PROBLEMS
1. In the text on GRVY stock, rewrite the paragraph beginning "People have referred to GRVY as dead money" more briefly, keeping its main points.
2. Summarize the text on GRVY stock in two sentences.

TEXT BLOCK
----

It peaked at 135% this year following the announcement that its game Ragnarok Online 2 was finally released and has now fallen back and sits on a 21% gain YTD. Still not bad and now that there is much less fuss and less people jumping on board, it makes it easier to talk about.

GRVY’s fiscal year is the same as the calendar year and so their Q2 books is been closed and numbers will be reported next month.

The number I am most curious about is how GRVY fared in its first full quarter with RO2 in operation.

Due to the expenses involved in marketing, upgrading servers and continual development to fix bugs and improve gameplay, net income will likely be either at breakeven or slightly positive if other games show improved revenue.

People have referred to GRVY as dead money since the stock price won’t go anywhere unless there is an activist or some other catalyst. Value stocks literally all fall into this category anyways, so this talk of dead money is best ignored. You can’t buy a value stock with the intention of flipping it in a matter of months.

It takes an awesome company like P&G years to develop a simple household item and then to release it. It takes longer for game development and even longer for turnarounds.

At the moment the stock price of GRVY is $1.7x

Other value per share items include

  • Book value = $4.26
  • Book value minus intangibles = $2.88
  • NCAV = $1.41
  • NNWC = $1.20

Margin of safety is still strong, company is not losing money but with intangibles making up a fair bit of the book value, it makes me wonder whether I was wrong not to sell when it shot up.

Intangibles with game companies are more valuable than most intangibles because the game titles are actually brands and franchises. A game like Diablo by Activition is a huge franchise and has a cult following. Other game companies would jump at the chance to buy it. Problem is I don’t have a clear number on GRVY’s games.

----

SUPPLIED INFORMATION
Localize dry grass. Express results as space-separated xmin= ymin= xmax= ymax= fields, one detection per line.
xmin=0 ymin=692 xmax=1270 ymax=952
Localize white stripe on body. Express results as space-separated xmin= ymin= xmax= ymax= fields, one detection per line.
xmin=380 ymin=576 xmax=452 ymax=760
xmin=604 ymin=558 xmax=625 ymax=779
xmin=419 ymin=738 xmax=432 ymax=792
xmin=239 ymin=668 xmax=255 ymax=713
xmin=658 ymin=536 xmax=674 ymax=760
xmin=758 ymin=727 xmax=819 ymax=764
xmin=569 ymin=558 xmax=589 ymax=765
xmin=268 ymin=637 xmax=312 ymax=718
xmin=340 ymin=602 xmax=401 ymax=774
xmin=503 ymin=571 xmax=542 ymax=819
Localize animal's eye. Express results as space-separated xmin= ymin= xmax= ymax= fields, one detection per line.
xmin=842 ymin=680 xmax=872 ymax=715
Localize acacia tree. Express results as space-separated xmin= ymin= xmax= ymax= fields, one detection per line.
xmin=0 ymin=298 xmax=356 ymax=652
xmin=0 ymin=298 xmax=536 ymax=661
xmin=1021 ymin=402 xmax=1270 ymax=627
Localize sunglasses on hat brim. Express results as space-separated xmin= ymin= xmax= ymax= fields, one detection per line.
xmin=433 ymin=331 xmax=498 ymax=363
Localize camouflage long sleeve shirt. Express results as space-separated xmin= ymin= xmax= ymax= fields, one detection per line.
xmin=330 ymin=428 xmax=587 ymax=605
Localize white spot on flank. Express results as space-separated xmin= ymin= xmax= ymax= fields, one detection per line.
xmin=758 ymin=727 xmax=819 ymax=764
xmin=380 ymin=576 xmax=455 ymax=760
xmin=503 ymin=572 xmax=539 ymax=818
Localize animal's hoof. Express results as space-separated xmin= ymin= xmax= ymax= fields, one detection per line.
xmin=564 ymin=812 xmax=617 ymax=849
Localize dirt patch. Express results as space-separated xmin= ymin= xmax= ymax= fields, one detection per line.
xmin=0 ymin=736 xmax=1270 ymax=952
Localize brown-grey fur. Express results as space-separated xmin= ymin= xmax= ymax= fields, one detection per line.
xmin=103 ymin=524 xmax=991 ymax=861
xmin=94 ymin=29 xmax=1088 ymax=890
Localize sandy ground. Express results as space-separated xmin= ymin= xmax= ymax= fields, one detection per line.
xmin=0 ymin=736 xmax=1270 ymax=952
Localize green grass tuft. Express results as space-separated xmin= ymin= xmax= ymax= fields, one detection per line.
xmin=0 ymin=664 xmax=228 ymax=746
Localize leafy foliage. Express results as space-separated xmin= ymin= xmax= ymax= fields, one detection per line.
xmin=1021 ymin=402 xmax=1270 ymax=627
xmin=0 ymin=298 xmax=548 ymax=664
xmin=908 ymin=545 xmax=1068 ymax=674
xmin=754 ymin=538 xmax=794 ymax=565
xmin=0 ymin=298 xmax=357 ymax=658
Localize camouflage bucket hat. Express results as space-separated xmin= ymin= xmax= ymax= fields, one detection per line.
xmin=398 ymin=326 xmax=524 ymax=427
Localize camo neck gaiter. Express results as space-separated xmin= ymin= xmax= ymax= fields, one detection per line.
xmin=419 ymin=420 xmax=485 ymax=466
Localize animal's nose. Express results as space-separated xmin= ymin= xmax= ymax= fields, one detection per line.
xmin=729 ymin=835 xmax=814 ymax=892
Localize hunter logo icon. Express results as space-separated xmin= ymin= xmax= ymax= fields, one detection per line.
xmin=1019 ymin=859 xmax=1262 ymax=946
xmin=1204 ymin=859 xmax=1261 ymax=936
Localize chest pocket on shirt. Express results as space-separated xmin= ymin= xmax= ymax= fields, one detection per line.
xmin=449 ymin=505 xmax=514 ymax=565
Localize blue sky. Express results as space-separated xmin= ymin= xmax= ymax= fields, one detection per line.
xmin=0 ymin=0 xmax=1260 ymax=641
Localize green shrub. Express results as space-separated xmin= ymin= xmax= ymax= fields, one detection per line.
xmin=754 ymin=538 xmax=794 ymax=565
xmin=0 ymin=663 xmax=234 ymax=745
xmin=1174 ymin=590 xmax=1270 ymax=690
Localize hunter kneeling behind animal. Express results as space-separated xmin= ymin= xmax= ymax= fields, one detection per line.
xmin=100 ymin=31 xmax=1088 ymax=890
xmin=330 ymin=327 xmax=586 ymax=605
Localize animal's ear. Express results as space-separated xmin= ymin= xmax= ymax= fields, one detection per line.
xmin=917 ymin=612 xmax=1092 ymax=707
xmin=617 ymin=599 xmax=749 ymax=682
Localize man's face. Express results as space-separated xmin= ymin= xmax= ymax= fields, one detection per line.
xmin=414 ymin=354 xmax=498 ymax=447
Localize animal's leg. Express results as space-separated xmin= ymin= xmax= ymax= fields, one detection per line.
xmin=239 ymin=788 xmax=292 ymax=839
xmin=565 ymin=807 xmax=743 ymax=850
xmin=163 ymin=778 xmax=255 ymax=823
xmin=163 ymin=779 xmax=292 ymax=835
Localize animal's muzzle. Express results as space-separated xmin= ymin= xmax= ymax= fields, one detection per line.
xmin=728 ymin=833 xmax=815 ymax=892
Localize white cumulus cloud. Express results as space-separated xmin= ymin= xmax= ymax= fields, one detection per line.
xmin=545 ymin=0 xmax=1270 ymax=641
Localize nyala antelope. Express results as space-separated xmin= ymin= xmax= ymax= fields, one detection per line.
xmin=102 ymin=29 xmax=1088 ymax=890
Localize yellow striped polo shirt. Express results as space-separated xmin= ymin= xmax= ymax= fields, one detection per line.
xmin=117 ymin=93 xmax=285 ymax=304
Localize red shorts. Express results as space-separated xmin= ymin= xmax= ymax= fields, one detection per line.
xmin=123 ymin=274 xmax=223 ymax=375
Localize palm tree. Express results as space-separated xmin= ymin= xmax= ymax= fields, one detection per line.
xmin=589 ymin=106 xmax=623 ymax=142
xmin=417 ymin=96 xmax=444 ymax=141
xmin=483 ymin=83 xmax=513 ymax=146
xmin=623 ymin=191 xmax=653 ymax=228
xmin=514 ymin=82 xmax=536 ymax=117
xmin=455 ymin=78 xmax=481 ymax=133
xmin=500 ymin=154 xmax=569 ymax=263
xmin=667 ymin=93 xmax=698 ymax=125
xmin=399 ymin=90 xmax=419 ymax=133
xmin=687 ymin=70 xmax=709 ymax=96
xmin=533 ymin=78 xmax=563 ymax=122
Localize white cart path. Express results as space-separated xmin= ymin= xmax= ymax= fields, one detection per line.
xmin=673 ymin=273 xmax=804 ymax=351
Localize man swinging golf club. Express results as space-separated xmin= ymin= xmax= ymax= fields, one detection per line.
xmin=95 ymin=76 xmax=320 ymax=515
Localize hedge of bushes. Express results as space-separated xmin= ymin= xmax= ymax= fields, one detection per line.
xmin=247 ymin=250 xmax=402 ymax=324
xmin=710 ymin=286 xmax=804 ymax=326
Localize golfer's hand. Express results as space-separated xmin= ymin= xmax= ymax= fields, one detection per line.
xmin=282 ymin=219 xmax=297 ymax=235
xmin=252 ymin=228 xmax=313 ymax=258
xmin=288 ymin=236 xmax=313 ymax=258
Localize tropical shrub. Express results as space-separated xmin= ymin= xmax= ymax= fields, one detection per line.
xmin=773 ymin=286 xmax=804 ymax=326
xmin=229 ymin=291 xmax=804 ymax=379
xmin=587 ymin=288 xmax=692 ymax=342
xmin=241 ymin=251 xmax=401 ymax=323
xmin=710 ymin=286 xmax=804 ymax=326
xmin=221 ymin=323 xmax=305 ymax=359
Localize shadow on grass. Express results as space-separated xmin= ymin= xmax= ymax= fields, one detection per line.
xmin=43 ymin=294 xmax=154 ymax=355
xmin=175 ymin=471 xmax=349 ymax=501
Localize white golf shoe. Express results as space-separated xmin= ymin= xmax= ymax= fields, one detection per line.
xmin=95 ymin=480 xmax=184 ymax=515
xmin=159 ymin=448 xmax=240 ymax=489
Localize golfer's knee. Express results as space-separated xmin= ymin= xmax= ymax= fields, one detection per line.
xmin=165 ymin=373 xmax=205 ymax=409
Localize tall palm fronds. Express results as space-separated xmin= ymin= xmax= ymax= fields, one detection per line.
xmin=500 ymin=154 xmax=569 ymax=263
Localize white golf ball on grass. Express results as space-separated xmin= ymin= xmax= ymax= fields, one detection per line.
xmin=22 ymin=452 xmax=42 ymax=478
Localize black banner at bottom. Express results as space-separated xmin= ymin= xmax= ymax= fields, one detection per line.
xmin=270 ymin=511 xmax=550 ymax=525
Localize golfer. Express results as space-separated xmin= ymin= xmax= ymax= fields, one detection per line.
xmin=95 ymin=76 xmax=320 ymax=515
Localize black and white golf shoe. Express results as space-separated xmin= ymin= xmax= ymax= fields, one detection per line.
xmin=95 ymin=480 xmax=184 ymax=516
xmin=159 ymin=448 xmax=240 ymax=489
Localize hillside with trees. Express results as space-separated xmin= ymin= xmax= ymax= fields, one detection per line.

----

SOLUTIONS IN ORDER
1. Some call GRVY dead money because its price won't move without an activist or another catalyst. All value stocks fit that description, so the label is best ignored, since a value stock can't be bought to flip within months.

2. GRVY's stock peaked at a 135% gain this year after Ragnarok Online 2 was released and has fallen back to a 21% year-to-date gain, with Q2 numbers, covering RO2's first full quarter in operation, to be reported next month. The margin of safety is still strong and the company is not losing money, but intangibles make up a fair bit of its $4.26 book value per share, and there is no clear number on the value of GRVY's games.